* **The problem**
Copy the listing below word for word, from its very start through the line containing "319L402 324L412 309L426".

[Data Boundary: Start]

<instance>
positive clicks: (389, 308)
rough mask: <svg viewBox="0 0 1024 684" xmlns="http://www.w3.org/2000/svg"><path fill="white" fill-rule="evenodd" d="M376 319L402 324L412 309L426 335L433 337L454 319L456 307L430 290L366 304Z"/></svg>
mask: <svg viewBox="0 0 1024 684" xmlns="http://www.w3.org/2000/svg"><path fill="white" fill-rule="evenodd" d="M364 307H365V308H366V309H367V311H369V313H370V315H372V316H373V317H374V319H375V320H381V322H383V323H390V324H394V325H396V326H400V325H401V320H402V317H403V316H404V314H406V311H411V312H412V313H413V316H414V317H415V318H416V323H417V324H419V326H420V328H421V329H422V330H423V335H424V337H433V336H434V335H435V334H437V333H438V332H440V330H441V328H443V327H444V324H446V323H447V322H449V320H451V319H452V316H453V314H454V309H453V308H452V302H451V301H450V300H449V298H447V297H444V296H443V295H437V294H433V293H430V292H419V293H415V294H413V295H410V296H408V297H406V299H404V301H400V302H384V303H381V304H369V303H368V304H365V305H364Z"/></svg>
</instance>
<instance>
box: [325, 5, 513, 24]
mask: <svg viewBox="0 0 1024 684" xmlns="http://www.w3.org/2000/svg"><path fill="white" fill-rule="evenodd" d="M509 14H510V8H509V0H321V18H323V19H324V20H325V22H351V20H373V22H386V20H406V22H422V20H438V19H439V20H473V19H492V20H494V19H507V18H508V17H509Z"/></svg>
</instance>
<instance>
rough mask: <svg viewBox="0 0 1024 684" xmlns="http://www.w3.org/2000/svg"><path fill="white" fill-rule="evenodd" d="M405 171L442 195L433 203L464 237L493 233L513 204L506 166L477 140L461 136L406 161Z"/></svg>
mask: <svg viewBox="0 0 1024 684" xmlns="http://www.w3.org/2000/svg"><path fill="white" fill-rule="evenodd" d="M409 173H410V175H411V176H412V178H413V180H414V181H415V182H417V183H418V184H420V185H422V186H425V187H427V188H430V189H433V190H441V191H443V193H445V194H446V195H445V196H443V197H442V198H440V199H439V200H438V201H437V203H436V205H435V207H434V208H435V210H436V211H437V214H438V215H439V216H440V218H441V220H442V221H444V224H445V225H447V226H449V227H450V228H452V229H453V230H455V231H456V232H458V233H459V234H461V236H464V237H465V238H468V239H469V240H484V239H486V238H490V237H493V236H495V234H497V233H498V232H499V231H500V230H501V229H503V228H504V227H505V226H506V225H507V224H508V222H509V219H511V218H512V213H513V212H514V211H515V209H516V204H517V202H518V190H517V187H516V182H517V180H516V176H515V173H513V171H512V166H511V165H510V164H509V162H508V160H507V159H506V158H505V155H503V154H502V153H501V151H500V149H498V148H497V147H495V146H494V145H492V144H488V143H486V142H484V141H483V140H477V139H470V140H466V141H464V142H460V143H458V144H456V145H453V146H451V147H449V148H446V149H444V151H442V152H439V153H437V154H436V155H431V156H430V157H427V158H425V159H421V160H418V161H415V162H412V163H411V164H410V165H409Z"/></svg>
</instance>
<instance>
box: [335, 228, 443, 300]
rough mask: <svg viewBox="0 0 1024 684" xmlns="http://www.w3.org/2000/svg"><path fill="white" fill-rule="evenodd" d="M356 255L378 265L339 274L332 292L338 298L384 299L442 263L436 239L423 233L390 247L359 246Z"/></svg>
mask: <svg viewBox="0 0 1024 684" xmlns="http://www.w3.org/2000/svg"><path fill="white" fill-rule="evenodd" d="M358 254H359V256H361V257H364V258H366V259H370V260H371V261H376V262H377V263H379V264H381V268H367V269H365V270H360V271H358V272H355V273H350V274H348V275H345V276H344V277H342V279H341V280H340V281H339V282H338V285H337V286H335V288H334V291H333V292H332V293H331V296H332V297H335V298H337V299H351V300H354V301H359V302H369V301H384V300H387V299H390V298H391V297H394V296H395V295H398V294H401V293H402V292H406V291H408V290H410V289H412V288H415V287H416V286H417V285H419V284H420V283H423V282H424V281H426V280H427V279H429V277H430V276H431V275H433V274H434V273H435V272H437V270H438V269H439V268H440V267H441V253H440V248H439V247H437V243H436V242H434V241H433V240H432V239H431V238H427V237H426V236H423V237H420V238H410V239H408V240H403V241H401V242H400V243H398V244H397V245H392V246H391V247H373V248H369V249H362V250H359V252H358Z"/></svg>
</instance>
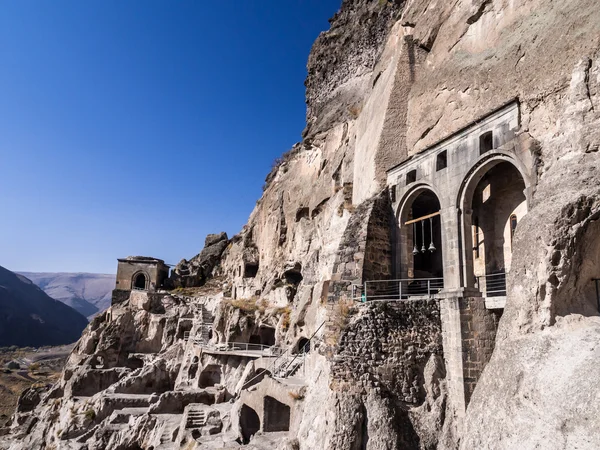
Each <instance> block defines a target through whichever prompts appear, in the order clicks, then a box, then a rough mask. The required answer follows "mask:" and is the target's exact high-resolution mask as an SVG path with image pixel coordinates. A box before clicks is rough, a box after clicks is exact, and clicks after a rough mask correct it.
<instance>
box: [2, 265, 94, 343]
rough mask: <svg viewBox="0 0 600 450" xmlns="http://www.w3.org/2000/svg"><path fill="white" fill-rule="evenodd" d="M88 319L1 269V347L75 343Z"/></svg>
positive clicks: (18, 277) (4, 268) (3, 269)
mask: <svg viewBox="0 0 600 450" xmlns="http://www.w3.org/2000/svg"><path fill="white" fill-rule="evenodd" d="M87 324H88V322H87V319H86V318H85V317H84V316H83V315H81V314H80V313H78V312H77V311H75V310H74V309H72V308H70V307H68V306H67V305H65V304H63V303H61V302H59V301H58V300H54V299H53V298H50V296H48V294H46V293H45V292H44V291H43V290H41V289H40V288H39V287H37V286H36V285H35V284H34V283H33V282H32V281H31V280H28V279H27V278H26V277H24V276H23V275H19V274H16V273H14V272H11V271H10V270H7V269H5V268H4V267H1V266H0V347H7V346H11V345H17V346H19V347H27V346H29V347H40V346H44V345H61V344H69V343H72V342H75V341H76V340H77V339H79V337H80V336H81V332H82V331H83V329H84V328H85V327H86V326H87Z"/></svg>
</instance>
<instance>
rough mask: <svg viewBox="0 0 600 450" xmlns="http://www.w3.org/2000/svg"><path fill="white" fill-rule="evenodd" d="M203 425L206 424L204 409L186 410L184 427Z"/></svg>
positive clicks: (195, 427)
mask: <svg viewBox="0 0 600 450" xmlns="http://www.w3.org/2000/svg"><path fill="white" fill-rule="evenodd" d="M204 425H206V412H205V411H204V410H197V409H192V410H190V411H188V415H187V419H186V423H185V427H186V428H199V427H203V426H204Z"/></svg>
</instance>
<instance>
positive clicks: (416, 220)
mask: <svg viewBox="0 0 600 450" xmlns="http://www.w3.org/2000/svg"><path fill="white" fill-rule="evenodd" d="M439 215H440V211H438V212H436V213H432V214H427V215H426V216H423V217H419V218H417V219H413V220H409V221H408V222H405V223H404V225H411V224H413V223H417V222H421V221H422V220H426V219H430V218H432V217H435V216H439Z"/></svg>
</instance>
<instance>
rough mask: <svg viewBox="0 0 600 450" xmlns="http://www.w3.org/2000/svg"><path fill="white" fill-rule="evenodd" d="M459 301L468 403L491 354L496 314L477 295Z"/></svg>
mask: <svg viewBox="0 0 600 450" xmlns="http://www.w3.org/2000/svg"><path fill="white" fill-rule="evenodd" d="M459 304H460V326H461V335H462V351H463V379H464V384H465V405H468V404H469V400H470V399H471V395H472V394H473V391H474V390H475V386H476V385H477V382H478V381H479V377H480V376H481V373H482V372H483V369H484V368H485V366H486V365H487V363H488V362H489V360H490V358H491V357H492V352H493V351H494V344H495V341H496V331H497V329H498V320H499V319H500V314H498V313H494V312H493V310H488V309H486V308H485V300H484V299H483V298H480V297H468V298H463V299H460V300H459Z"/></svg>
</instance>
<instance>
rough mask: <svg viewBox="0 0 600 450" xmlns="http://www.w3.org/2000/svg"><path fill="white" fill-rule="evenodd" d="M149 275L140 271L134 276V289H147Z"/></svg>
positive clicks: (133, 285) (133, 279)
mask: <svg viewBox="0 0 600 450" xmlns="http://www.w3.org/2000/svg"><path fill="white" fill-rule="evenodd" d="M147 280H148V279H147V277H146V275H145V274H144V273H143V272H139V273H137V274H136V275H134V276H133V289H138V290H142V291H144V290H146V286H147Z"/></svg>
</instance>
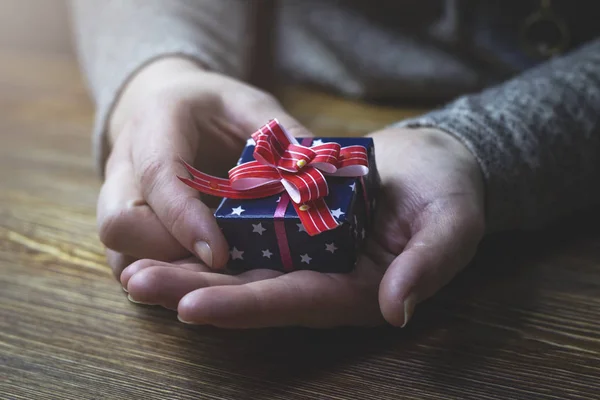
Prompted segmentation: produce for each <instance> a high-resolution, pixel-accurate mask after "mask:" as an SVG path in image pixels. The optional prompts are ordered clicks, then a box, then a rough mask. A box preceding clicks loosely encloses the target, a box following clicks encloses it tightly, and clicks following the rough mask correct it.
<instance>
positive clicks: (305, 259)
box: [300, 254, 312, 264]
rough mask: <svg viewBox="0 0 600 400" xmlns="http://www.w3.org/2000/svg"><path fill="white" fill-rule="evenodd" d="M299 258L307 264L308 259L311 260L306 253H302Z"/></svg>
mask: <svg viewBox="0 0 600 400" xmlns="http://www.w3.org/2000/svg"><path fill="white" fill-rule="evenodd" d="M300 260H301V262H305V263H307V264H310V260H312V258H310V257H309V256H308V254H304V255H301V256H300Z"/></svg>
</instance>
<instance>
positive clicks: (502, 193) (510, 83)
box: [394, 39, 600, 232]
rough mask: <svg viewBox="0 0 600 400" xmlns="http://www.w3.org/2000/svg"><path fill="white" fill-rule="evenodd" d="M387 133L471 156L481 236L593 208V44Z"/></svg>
mask: <svg viewBox="0 0 600 400" xmlns="http://www.w3.org/2000/svg"><path fill="white" fill-rule="evenodd" d="M394 126H397V127H434V128H437V129H440V130H443V131H446V132H447V133H449V134H452V135H454V136H455V137H456V138H457V139H459V140H460V141H462V143H463V144H464V145H465V146H466V147H467V148H468V149H469V150H470V151H471V152H472V153H473V154H474V155H475V157H476V159H477V161H478V162H479V165H480V167H481V170H482V172H483V176H484V180H485V185H486V214H487V215H486V223H487V227H488V228H487V229H488V231H489V232H494V231H500V230H507V229H537V228H541V227H543V226H545V225H547V224H549V223H551V222H553V221H555V220H556V219H558V218H563V217H566V216H568V215H570V214H572V213H574V212H576V211H579V210H582V209H585V208H587V207H591V206H593V205H596V204H600V39H596V40H594V41H591V42H589V43H588V44H586V45H585V46H582V47H580V48H578V49H575V50H573V51H572V52H571V53H569V54H566V55H564V56H562V57H560V58H555V59H552V60H550V61H548V62H546V63H544V64H541V65H540V66H538V67H535V68H534V69H531V70H529V71H526V72H525V73H523V74H522V75H519V76H516V77H514V78H513V79H511V80H509V81H507V82H505V83H503V84H501V85H498V86H495V87H492V88H489V89H487V90H485V91H483V92H481V93H476V94H469V95H465V96H462V97H460V98H458V99H456V100H455V101H453V102H451V103H449V104H447V105H446V106H444V107H442V108H441V109H438V110H434V111H432V112H430V113H428V114H425V115H423V116H420V117H417V118H414V119H409V120H405V121H401V122H400V123H398V124H395V125H394Z"/></svg>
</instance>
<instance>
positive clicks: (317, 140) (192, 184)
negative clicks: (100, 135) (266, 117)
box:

[Data Boundary: End]

* **Solution to this problem**
<instance>
positive clicks: (389, 308)
rough mask: <svg viewBox="0 0 1024 684" xmlns="http://www.w3.org/2000/svg"><path fill="white" fill-rule="evenodd" d="M376 319L402 324L412 309L426 335L433 337L454 319L456 307L430 290L366 304Z"/></svg>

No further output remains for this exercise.